■ **GIVEN INSTRUCTION**:
Could you repeat the data below, reproducing every line word for word?

Outline items for labeled areas
────────────────────

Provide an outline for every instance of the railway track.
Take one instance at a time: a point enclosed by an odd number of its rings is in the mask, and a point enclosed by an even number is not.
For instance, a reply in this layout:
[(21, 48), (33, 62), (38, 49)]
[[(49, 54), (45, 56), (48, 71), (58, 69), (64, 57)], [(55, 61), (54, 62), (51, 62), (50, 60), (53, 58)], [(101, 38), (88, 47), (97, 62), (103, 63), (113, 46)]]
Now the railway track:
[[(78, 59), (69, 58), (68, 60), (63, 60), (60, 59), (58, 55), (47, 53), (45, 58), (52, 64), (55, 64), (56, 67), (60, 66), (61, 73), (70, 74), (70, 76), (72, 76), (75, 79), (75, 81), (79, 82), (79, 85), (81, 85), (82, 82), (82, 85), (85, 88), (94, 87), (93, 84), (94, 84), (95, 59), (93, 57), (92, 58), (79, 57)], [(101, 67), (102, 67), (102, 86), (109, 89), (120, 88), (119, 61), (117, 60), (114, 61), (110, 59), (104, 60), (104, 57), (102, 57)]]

────────────────────

■ **COMPLETE RESPONSE**:
Provide an outline for every instance of the railway track.
Take one instance at a time: a point enclosed by an odd number of its rings is in the mask, and a point enclosed by an even number is not.
For instance, a reply in this layout:
[(21, 48), (33, 62), (38, 49)]
[[(49, 54), (45, 56), (48, 71), (58, 69), (64, 57)], [(55, 61), (54, 62), (51, 62), (50, 60), (53, 58)], [(101, 38), (88, 47), (97, 62), (103, 63), (113, 46)]]
Now the railway track:
[[(78, 59), (69, 58), (68, 60), (63, 60), (60, 59), (58, 55), (47, 53), (45, 58), (52, 64), (55, 64), (56, 67), (60, 66), (61, 73), (70, 74), (70, 76), (72, 76), (75, 79), (75, 81), (79, 82), (79, 85), (81, 85), (82, 82), (82, 85), (85, 88), (94, 87), (93, 84), (94, 84), (95, 59), (93, 57), (92, 58), (79, 57)], [(101, 67), (102, 67), (102, 86), (109, 89), (120, 88), (119, 61), (117, 60), (114, 61), (110, 59), (104, 60), (104, 57), (102, 57)]]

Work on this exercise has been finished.